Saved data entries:
++++++++++++++++++++

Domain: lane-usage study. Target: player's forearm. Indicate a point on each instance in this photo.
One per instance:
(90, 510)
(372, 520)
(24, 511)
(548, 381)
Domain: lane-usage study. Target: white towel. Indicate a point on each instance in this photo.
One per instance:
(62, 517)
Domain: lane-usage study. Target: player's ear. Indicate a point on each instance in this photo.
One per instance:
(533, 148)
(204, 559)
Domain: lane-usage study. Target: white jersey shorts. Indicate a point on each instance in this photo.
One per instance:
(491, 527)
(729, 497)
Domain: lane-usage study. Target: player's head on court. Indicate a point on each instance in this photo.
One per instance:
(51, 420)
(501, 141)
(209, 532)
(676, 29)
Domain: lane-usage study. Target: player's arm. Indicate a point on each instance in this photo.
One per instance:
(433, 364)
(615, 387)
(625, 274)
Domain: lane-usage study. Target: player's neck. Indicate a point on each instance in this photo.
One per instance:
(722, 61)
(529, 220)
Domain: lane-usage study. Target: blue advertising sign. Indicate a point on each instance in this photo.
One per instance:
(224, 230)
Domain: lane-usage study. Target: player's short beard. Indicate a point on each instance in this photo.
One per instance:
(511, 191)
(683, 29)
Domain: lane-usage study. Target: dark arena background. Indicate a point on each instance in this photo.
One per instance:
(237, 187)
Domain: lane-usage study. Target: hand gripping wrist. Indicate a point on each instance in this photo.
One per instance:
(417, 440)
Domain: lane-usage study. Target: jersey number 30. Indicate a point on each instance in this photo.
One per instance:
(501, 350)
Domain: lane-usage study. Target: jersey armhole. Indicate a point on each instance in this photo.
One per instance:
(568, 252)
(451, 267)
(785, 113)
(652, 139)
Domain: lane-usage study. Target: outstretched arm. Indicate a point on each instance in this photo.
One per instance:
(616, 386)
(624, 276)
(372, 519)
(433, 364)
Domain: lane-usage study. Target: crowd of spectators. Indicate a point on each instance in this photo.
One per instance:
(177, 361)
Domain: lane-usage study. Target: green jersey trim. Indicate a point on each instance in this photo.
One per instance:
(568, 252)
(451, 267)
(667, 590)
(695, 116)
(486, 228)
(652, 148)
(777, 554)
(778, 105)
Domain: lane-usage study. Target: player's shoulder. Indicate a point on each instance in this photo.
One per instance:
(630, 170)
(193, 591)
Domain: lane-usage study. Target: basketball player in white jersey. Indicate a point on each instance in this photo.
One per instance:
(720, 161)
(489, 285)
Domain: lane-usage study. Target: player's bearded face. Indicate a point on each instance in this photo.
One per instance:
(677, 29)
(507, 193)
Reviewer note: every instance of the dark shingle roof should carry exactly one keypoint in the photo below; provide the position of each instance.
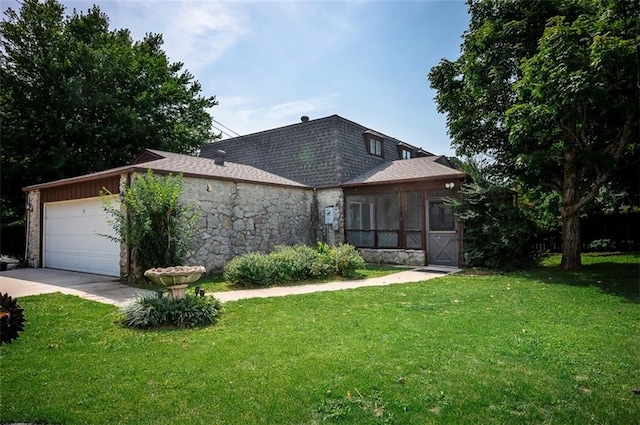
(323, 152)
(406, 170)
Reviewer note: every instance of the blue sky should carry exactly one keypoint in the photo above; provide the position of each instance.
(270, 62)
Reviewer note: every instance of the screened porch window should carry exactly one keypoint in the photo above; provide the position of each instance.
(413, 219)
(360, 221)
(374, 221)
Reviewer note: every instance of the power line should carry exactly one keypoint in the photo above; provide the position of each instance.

++++++++++++++++++++

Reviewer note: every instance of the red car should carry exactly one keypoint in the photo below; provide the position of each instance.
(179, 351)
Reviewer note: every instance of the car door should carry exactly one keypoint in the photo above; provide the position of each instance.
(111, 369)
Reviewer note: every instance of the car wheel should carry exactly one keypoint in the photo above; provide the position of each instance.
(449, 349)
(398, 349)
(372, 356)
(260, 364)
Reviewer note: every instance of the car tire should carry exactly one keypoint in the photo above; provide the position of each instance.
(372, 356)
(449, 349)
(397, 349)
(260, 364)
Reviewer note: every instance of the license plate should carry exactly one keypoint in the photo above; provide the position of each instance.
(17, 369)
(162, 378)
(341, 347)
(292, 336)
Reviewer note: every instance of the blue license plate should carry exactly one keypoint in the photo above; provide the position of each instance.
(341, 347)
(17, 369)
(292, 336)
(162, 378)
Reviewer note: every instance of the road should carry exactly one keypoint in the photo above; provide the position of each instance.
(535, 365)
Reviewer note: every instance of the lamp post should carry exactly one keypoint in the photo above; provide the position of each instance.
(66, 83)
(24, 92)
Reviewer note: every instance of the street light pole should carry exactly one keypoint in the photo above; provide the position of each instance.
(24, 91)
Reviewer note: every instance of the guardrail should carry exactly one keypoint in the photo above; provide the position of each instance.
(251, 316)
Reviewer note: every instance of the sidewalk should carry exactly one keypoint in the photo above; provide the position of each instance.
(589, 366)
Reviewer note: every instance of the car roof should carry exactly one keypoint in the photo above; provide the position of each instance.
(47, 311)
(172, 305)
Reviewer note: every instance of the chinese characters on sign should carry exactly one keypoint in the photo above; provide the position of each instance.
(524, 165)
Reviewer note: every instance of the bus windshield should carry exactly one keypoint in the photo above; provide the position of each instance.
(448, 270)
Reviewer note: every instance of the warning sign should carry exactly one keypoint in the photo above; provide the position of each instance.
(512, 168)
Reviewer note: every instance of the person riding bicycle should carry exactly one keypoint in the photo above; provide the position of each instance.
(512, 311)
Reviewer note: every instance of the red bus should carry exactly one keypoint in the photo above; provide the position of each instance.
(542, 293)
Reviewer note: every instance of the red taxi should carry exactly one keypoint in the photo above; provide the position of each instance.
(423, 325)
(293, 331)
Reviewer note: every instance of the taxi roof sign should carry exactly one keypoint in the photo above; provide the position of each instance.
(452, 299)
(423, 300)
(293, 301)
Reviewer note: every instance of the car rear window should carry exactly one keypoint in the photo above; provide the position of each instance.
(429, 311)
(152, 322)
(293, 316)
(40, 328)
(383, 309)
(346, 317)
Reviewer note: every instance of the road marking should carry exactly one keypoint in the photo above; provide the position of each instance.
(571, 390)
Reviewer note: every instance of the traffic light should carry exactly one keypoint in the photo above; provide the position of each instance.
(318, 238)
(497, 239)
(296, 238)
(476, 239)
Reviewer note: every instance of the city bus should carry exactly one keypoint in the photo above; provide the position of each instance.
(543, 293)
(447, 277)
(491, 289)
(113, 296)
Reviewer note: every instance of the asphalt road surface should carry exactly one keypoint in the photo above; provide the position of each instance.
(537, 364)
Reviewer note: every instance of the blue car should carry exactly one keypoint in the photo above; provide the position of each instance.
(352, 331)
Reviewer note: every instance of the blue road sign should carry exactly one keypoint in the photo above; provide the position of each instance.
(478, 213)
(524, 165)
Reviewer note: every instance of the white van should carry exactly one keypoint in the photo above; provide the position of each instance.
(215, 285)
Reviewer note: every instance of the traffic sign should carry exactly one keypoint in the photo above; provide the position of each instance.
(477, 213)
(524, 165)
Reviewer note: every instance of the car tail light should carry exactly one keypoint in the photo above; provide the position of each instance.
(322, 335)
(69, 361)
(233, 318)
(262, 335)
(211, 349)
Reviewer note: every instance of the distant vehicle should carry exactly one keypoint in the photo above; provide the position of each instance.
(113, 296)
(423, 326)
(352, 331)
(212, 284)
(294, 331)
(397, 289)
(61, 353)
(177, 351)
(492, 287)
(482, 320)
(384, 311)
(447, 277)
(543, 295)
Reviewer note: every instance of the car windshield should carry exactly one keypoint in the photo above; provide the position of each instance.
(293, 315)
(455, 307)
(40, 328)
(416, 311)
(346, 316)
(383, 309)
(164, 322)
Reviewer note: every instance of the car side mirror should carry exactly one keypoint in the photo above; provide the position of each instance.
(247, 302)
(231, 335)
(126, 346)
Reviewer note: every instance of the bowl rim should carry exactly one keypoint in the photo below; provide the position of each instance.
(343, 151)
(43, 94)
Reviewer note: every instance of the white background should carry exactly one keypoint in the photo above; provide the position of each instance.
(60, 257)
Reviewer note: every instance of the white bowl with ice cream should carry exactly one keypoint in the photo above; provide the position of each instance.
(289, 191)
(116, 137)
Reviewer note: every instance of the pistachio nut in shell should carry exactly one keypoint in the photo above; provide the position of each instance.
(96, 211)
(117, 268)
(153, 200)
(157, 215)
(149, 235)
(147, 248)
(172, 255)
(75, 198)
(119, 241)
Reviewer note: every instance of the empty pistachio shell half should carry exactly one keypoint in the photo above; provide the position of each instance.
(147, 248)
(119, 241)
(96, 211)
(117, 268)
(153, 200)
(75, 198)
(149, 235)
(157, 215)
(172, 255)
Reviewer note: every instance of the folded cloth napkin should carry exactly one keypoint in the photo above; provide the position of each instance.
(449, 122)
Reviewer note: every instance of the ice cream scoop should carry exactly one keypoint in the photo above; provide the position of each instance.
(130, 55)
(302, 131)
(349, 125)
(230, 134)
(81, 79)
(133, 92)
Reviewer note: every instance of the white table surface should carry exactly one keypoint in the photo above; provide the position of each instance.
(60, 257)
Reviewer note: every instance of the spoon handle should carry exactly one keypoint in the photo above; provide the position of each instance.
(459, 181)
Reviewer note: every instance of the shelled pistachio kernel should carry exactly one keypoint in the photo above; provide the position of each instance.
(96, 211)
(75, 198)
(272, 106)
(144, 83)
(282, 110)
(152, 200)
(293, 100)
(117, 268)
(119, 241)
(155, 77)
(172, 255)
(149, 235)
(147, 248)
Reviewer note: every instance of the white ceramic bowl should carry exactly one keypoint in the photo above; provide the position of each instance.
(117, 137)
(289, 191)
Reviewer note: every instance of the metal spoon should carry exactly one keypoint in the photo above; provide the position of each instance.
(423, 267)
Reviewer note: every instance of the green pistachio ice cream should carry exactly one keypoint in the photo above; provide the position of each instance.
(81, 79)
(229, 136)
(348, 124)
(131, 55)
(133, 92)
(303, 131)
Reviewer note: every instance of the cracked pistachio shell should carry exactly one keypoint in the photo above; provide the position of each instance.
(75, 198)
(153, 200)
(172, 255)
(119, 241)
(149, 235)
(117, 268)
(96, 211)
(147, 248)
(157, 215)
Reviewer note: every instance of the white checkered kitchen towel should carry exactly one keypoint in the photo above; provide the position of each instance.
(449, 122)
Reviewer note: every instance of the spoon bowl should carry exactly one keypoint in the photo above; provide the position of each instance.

++++++++++++++++++++

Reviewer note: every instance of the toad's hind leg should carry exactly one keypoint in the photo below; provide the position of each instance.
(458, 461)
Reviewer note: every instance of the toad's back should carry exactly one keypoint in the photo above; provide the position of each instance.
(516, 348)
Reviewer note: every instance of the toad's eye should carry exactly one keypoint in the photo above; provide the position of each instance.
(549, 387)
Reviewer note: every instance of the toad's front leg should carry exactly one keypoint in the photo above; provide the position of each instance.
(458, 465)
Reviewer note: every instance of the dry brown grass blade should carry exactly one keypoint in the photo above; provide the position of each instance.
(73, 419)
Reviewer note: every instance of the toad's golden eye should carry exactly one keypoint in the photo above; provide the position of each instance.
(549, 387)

++++++++++++++++++++

Requirement: Using the entries above, give again exactly the lines from the line holding "Domain: lane-usage study. Target: player's forearm." through the line holding "Domain: lane-usage study. Target: green". Include both end lines and nothing else.

Task response:
Domain: lane-usage study. Target: player's forearm. Indicate a point on each instance in this photo.
One per instance:
(90, 510)
(372, 520)
(24, 511)
(548, 381)
Domain: lane-usage study. Target: white towel. Indicate a point on each instance in this photo.
One per instance:
(62, 517)
Domain: lane-usage study. Target: player's ear. Indicate a point on each instance in this photo.
One per instance:
(533, 148)
(204, 559)
Domain: lane-usage study. Target: white jersey shorts. Indicate a point on each instance in this photo.
One per instance:
(491, 527)
(729, 497)
Domain: lane-usage study. Target: player's head on court. Indicate a point on each instance in this photo.
One per instance:
(51, 420)
(501, 141)
(209, 532)
(676, 29)
Domain: lane-usage study. Target: player's arm. Indicate a point on each instance in this photo.
One per instance:
(433, 364)
(615, 387)
(625, 274)
Domain: lane-usage study. Target: player's neck. Indicate a point on each instance in this photo.
One per instance:
(722, 61)
(529, 220)
Domain: lane-usage study. Target: blue advertising sign. Indicate a point on each instance in this photo.
One per instance:
(224, 230)
Domain: lane-usage study. Target: player's short beard. Indicate a point on each instance in this photo.
One per instance:
(511, 191)
(683, 29)
Domain: lane-usage study. Target: dark arena background. Indicate a point on each instance in this photo.
One per instance:
(237, 187)
Domain: lane-usage study. Target: hand gripping wrist. Indicate a point on each instance in this photo.
One per instance:
(417, 440)
Domain: lane-usage study. Target: jersey number 30. Indicate a point on each instance in this photo.
One per instance:
(501, 350)
Domain: lane-usage study. Target: jersey armhole. Indicate a point on each instance in this photo.
One per instance:
(568, 252)
(451, 267)
(785, 113)
(652, 139)
Domain: lane-usage study. Target: outstretched arm. Indicate a point on each instance in this photo.
One per instance:
(616, 386)
(624, 276)
(372, 519)
(433, 364)
Domain: lane-usage study. Target: crowd of spectators. Indicate a point on each instance in this photo.
One per instance:
(177, 361)
Domain: lane-usage study. Target: green jersey trim. Indicate a point on each instance in this photo.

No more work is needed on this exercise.